Passage —
— start —
There is something about my personality and life experience which means I need a sense of rhythm to my life. Since becoming a parent, that need has become acute. I have tried to push it aside and live by ‘going with the flow’, but it hasn’t worked for me, especially with the demands of a growing creative business.
So I am setting my intention to work towards a life with more ryhthm. Of finding a pace to life that feels more realistic and respectful of where I am at in my stage of life (with two young children to nurture, a family home to maintain and ‘art’ calling me). A way of running my life so that it feels more balanced rather than being so deep in one area of life that I neglect the rest. A way of living that decreases stress and increases calm. A pattern to life that respects my need to know where I am at and what I am to give my attention to at a given moment rather than feeling that I have to deal with / develop / achieve everything right now (recipe for overwhelm if there ever was one).
— end —
Given data —
— start —
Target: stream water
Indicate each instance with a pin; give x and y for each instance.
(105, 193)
— end —
What to do — Retype the passage on wanting more rhythm in life word for word, from "There is something" to "growing creative business.".

Expected answer —
There is something about my personality and life experience which means I need a sense of rhythm to my life. Since becoming a parent, that need has become acute. I have tried to push it aside and live by ‘going with the flow’, but it hasn’t worked for me, especially with the demands of a growing creative business.